● SELECTED TEXT
****
This role partners closely with Network Engineering and Network Operations during new device, site, circuit, firewall, wireless, SD-WAN, voice, and platform deployments to ensure observability, inventory, alerting, logging, backup, documentation, and operational handoff are built into production readiness. The role also works directly with Network Operations and MSP partners to improve incident response, reduce alert noise, strengthen capacity and performance planning, and drive continuous service improvement. Why This Role Matters: Improves visibility into critical LAN, WAN, SD-WAN, wireless, firewall, internet, data center, cloud connectivity, and voice services.
Strengthens reliability and availability by detecting service risk earlier, improving alert quality, and reducing repeat incidents. Ensures new infrastructure deployments are fully monitored, properly inventoried, supportable, and operationally ready before handoff. Establishes credible service-level reporting so leaders, service owners, Engineering, and Operations can understand service health, risk, and improvement priorities.
Core Responsibilities: Own, administer, and continuously improve SolarWinds as a core Network Services observability platform, including node lifecycle, SNMP v2/v3 polling, custom properties, pollers, groups, dependencies, maps, alerts, reports, dashboards, and platform data quality. Develop and tune SolarWinds monitoring standards across NPM, NTA/NetFlow, NCM, IPAM/UDT, and related capabilities, including threshold design, alert logic, polling intervals, interface monitoring, capacity views, device classification, and escalation workflows. Use Syslog, NetFlow/sFlow/IPFIX, L4-L7 visibility, SNMP, device health metrics, interface counters, and other telemetry sources to identify availability, performance, capacity, and reliability risks.
Partner with Network Engineering on new deployments to define monitoring acceptance criteria and confirm devices, circuits, interfaces, technologies, logs, backups, inventory fields, ownership, and runbooks are complete before production support begins. Partner with Network Operations to improve incident response, availability, and performance by identifying chronic alerts, unstable devices, circuit risk, latency, packet loss, jitter, saturation, CPU/memory issues, interface errors, and recurring service degradations. Build and maintain service health dashboards, scorecards, and defined service-level reporting for availability, utilization, saturation, packet loss, latency, jitter, device health, voice quality indicators, alert volumes, incident trends, and improvement actions.
Ensure all in-scope inventory is fully monitored, accurately classified, and aligned to asset, CMDB, site, service, ownership, lifecycle, and support-model data requirements. Improve onboarding and offboarding so new infrastructure is efficiently added to monitoring, logging, backup, discovery, inventory, dashboards, and support workflows, while retired assets are removed from monitoring, reporting, CMDB, and alerting cleanly. Support incident and major incident analysis with telemetry evidence, timelines, probable cause indicators, service impact context, and recommendations for monitoring, automation, runbook, Problem Management, or engineering improvements.
****
● LISTED RECORDS
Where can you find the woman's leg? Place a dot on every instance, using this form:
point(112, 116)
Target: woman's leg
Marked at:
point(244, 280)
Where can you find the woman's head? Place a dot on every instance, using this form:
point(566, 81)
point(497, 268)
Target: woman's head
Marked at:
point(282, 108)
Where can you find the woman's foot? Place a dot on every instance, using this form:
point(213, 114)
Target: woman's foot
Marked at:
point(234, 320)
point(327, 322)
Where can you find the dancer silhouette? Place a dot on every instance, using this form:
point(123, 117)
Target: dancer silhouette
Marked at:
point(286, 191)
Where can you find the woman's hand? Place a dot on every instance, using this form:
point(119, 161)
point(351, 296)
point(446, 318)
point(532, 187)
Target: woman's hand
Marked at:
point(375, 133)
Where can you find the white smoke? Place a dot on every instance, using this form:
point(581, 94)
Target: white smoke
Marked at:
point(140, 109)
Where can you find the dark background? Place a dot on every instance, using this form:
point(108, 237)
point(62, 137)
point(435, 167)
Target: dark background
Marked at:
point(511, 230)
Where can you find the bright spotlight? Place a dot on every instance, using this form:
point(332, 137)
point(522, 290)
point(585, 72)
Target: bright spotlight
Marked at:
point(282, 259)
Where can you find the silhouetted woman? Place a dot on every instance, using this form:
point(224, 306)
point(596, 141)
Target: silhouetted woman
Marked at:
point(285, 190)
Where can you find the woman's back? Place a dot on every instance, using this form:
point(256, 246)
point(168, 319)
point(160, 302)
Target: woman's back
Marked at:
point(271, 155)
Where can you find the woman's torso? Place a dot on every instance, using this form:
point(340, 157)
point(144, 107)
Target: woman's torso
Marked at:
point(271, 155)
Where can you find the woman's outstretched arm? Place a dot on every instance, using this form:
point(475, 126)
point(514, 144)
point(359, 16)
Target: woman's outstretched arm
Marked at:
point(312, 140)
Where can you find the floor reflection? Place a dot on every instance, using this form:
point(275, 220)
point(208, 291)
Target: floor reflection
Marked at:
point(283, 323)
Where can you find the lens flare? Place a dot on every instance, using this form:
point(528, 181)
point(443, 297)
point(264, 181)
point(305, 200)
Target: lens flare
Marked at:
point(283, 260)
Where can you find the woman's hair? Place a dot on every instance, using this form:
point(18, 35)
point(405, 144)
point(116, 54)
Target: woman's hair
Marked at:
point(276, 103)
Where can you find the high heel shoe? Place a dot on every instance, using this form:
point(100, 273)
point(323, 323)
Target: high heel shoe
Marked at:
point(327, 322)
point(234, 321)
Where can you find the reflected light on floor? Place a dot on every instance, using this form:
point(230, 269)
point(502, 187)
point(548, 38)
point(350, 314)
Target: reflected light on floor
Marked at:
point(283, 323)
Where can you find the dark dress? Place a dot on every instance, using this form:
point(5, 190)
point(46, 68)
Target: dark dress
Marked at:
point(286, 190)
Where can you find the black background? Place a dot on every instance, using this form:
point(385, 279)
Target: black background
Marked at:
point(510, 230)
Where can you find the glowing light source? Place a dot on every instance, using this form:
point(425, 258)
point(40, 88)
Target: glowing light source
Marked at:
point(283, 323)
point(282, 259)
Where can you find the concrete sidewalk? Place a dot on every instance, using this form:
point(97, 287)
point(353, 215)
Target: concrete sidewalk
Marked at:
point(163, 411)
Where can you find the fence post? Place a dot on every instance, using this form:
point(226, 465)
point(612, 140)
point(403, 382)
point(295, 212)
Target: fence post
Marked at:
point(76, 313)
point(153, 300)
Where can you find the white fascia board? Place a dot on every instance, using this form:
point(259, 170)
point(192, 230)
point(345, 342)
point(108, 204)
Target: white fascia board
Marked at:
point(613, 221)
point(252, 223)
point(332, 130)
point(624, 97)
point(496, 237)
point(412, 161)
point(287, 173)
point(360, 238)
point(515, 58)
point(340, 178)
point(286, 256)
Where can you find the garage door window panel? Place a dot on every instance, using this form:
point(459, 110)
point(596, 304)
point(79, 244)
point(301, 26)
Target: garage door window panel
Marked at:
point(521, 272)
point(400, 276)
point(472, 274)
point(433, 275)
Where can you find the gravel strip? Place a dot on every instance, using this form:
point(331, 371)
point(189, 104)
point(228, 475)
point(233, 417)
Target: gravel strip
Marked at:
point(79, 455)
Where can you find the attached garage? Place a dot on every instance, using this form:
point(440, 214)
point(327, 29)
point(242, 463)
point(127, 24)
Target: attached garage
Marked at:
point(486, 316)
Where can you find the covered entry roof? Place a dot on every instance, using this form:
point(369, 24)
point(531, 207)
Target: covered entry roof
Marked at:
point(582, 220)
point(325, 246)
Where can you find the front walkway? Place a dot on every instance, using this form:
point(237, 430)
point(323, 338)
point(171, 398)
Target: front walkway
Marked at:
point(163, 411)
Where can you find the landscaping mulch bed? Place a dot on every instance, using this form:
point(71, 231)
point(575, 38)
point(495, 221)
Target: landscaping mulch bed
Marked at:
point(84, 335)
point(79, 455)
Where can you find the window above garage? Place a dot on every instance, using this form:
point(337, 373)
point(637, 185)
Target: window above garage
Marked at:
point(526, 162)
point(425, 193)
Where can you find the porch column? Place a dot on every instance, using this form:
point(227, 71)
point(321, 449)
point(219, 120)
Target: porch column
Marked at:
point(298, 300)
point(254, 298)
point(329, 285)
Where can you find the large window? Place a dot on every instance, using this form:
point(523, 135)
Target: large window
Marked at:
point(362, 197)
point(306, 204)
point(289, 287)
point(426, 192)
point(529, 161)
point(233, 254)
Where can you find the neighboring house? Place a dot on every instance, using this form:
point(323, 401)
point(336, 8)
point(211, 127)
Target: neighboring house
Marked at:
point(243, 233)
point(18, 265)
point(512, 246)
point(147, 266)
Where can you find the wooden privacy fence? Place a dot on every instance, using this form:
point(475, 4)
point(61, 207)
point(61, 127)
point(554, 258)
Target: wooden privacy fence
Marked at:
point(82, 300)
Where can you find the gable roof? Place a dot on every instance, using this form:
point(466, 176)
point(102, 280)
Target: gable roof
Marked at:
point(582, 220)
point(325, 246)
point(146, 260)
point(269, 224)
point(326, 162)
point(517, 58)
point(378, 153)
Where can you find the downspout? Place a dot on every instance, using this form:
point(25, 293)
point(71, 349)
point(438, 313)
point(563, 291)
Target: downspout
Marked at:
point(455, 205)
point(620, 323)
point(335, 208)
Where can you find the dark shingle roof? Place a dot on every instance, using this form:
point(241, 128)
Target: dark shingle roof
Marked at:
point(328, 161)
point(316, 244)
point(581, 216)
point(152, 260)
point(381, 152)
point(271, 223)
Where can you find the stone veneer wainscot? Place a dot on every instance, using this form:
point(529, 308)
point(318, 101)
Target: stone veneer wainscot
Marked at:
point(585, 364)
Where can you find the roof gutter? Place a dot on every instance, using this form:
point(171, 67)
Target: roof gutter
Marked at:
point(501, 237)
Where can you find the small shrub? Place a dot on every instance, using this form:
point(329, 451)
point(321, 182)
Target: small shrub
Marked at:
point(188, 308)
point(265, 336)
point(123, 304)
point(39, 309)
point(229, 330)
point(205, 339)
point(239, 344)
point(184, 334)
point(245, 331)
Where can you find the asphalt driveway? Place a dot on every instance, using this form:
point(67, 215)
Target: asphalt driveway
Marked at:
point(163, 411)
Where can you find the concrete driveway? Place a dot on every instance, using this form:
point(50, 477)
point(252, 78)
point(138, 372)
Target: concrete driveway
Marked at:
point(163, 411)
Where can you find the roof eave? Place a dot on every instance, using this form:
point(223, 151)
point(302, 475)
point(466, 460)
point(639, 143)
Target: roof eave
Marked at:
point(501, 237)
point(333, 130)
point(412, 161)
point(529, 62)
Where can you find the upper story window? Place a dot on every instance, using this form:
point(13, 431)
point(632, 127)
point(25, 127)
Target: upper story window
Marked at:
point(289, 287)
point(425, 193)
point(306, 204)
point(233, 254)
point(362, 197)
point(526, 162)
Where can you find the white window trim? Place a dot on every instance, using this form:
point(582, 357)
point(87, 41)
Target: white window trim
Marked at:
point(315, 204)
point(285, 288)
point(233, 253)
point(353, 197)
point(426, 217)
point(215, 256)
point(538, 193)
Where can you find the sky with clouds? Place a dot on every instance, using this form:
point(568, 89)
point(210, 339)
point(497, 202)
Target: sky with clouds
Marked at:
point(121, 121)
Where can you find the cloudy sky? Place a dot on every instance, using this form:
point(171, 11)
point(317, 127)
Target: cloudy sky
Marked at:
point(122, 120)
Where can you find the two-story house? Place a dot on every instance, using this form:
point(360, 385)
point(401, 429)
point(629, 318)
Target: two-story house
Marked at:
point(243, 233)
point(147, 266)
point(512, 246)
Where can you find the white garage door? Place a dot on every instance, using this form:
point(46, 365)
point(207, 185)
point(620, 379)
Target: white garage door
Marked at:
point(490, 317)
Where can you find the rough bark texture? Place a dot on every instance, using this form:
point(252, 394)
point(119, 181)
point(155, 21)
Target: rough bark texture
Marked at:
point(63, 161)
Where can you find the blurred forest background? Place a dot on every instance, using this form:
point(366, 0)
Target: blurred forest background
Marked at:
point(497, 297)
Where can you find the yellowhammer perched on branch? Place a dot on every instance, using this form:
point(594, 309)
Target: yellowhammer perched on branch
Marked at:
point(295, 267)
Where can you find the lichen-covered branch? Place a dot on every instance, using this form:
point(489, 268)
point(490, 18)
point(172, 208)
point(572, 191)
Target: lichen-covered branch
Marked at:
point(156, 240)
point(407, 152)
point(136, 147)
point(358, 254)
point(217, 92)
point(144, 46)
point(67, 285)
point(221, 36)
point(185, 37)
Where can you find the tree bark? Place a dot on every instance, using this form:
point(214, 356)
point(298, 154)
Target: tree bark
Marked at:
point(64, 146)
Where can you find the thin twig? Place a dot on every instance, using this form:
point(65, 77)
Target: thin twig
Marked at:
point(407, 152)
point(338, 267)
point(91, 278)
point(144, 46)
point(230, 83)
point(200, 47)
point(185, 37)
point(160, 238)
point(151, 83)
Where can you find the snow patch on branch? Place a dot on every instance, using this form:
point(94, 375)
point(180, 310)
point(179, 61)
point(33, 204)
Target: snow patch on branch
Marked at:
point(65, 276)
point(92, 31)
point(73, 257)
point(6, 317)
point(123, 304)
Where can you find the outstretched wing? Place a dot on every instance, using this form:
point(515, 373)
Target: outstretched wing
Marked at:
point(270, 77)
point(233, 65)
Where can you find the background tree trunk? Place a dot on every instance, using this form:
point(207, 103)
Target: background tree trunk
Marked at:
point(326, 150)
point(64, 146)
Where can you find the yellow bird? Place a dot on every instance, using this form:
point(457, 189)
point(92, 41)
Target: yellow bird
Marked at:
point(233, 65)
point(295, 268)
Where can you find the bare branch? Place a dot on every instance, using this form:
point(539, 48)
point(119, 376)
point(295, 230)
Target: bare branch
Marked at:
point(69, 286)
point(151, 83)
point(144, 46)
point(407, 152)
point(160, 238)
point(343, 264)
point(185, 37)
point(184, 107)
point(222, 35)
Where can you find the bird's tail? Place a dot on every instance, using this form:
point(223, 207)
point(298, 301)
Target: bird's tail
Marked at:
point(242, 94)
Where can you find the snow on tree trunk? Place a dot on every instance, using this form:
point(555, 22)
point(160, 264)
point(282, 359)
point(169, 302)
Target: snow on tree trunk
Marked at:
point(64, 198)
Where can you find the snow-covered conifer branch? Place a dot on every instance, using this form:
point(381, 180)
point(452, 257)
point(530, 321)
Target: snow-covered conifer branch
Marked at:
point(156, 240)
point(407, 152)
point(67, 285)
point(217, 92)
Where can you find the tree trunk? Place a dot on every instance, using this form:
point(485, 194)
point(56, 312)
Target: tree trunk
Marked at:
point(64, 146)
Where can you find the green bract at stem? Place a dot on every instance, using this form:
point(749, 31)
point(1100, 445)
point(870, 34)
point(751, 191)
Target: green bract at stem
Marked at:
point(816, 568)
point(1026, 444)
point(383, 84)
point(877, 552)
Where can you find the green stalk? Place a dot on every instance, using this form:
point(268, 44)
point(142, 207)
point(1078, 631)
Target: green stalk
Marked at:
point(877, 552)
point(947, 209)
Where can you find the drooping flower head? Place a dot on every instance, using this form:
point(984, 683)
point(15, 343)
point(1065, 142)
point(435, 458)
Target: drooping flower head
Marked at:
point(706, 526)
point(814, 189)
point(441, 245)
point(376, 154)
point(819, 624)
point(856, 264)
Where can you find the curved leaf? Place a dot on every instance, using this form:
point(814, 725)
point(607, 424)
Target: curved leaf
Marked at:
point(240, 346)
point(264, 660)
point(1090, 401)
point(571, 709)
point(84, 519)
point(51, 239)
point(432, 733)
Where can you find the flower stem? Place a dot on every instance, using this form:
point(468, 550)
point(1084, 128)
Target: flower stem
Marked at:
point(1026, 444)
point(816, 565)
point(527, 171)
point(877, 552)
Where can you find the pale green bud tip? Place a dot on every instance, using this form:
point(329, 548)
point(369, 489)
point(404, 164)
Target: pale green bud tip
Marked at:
****
● JOBS
A – Print the network observability job description from "This role partners" to "and voice services.".
B – Carry on the network observability job description from where it stops.
The data plays no part in this work.

● ANSWERS BY TASK
A –
This role partners closely with Network Engineering and Network Operations during new device, site, circuit, firewall, wireless, SD-WAN, voice, and platform deployments to ensure observability, inventory, alerting, logging, backup, documentation, and operational handoff are built into production readiness. The role also works directly with Network Operations and MSP partners to improve incident response, reduce alert noise, strengthen capacity and performance planning, and drive continuous service improvement. Why This Role Matters: Improves visibility into critical LAN, WAN, SD-WAN, wireless, firewall, internet, data center, cloud connectivity, and voice services.

B –
Create practical automation, scripts, API integrations, data checks, and repeatable reports using Python, PowerShell, REST APIs, JSON, Ansible, SWQL/SQL, Bash, or similar tools to reduce manual work and improve operational accuracy. Drive continuous service improvement by converting incident trends, monitoring gaps, capacity forecasts, inventory exceptions, and operational feedback into measurable corrective actions, standards updates, and service-review materials. Required Experience and Technical Skills: 6+ years of experience in networking technologies and services and infrastructure observability, enterprise monitoring, or Network SRE roles supporting large distributed environments.
Detailed hands-on SolarWinds expertise is required, including SolarWinds Platform/Orion administration, NPM, NTA/NetFlow, NCM, custom properties, Alert Manager, reporting, dashboards, maps, SNMP credential management, UnDP/custom pollers, dependency mapping, automated discovery, node lifecycle, and platform troubleshooting. Strong understanding of enterprise network services, including routing, switching, WAN, SD-WAN, wireless, firewalls, internet connectivity, data center connectivity, cloud connectivity, DNS/DHCP dependencies, and voice/network service dependencies. Strong knowledge of SNMP v2/v3, MIB/OID expertise, Syslog, NetFlow/sFlow/IPFIX, ICMP, TCP/IP, QoS, latency, jitter, packet loss, interface counters, device CPU/memory, interface utilization, and performance telemetry.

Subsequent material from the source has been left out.